[WHAT IS ASKED]
Report every line of the records below that contains the string "texture", copying each one in full. Case counts when matching.

[INPUT ROWS]
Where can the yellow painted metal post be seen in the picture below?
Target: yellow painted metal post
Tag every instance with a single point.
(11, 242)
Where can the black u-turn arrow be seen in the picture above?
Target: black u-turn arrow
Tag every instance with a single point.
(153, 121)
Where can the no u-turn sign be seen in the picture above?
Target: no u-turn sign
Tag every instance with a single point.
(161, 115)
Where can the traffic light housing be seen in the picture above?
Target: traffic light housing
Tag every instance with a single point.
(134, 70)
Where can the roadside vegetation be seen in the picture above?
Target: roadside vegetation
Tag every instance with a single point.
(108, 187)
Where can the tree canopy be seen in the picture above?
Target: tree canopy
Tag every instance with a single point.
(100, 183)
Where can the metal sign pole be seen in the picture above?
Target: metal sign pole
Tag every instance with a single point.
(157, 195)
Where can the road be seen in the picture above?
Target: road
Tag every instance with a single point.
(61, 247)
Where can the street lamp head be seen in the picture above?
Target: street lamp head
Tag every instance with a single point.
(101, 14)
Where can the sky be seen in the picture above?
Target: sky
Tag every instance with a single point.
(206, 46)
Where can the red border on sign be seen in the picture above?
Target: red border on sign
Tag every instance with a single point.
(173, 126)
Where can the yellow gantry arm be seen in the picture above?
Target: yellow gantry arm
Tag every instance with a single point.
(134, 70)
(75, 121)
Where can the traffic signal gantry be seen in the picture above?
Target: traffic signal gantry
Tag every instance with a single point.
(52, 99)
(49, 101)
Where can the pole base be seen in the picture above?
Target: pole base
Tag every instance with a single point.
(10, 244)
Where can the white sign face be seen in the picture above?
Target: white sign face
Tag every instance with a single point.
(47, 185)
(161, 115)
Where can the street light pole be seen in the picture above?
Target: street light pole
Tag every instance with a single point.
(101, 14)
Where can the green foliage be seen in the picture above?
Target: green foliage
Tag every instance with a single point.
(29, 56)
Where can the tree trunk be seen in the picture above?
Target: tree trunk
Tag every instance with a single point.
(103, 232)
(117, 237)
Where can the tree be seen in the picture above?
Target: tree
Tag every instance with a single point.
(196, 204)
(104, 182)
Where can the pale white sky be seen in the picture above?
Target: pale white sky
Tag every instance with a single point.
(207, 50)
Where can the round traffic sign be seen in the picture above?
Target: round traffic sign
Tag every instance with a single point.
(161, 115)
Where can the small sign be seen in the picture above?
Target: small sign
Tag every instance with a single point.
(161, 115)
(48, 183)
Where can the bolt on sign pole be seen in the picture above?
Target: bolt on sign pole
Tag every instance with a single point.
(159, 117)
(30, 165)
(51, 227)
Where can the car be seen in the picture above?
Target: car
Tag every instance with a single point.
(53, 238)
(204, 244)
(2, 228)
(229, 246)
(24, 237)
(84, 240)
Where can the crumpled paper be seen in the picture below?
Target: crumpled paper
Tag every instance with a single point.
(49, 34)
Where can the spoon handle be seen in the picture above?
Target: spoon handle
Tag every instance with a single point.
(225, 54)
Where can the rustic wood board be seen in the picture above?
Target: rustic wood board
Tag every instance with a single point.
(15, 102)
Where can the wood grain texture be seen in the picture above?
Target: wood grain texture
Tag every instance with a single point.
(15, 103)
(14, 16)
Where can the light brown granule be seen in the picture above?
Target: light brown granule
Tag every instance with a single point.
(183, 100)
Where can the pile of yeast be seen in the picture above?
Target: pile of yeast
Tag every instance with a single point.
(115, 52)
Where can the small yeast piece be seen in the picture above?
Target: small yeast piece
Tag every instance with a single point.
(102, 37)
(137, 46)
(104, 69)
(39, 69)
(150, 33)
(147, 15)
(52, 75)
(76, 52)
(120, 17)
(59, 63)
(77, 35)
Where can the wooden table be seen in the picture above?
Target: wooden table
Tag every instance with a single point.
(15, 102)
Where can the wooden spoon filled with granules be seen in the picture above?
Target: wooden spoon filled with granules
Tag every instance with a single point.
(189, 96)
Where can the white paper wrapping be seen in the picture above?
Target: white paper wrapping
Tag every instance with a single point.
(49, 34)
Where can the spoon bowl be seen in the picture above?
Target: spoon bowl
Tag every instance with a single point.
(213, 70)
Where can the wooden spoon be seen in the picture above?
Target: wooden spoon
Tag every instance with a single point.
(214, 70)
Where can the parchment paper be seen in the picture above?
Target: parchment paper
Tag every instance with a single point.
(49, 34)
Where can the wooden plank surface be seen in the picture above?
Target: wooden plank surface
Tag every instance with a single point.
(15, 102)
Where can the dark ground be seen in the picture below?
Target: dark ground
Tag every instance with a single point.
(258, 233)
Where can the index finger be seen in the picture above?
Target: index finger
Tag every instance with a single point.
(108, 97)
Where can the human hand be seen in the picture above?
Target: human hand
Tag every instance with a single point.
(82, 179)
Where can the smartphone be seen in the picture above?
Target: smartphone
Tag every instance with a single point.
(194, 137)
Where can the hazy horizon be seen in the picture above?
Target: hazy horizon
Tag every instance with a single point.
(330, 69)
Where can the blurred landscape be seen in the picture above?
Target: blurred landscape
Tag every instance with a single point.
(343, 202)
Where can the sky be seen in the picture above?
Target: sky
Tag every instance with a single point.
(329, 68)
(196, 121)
...
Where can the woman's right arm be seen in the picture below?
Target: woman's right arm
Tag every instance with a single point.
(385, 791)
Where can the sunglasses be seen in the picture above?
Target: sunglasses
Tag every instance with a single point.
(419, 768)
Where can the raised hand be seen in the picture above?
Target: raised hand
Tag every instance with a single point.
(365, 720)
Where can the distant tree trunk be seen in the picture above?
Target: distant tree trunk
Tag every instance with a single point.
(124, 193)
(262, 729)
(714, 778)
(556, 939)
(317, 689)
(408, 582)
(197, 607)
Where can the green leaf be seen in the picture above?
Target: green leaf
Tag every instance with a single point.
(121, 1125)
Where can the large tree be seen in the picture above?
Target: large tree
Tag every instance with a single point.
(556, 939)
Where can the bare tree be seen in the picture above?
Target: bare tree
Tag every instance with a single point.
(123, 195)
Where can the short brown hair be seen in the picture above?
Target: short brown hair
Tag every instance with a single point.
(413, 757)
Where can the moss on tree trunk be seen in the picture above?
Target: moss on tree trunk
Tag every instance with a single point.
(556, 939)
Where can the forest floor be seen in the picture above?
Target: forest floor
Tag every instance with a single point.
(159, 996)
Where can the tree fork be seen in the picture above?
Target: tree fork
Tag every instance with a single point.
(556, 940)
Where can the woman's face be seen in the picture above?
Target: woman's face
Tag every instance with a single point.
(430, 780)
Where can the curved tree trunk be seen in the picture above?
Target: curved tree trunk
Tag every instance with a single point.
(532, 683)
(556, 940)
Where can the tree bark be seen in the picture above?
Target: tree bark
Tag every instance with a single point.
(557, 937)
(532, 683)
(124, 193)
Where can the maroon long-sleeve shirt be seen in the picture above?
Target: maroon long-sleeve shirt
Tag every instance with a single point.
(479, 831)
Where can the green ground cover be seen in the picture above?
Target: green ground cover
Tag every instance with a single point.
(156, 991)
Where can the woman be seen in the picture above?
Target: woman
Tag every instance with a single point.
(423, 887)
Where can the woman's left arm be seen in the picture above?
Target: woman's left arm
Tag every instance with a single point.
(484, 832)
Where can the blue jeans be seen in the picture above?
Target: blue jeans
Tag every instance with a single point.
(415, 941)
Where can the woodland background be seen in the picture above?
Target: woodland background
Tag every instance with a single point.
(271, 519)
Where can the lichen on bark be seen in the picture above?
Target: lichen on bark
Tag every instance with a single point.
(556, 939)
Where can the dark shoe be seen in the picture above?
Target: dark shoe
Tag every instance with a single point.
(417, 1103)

[SOLUTION FOR THIS EXERCISE]
Where can the wood grain texture be seen in the picture above?
Target: wood grain texture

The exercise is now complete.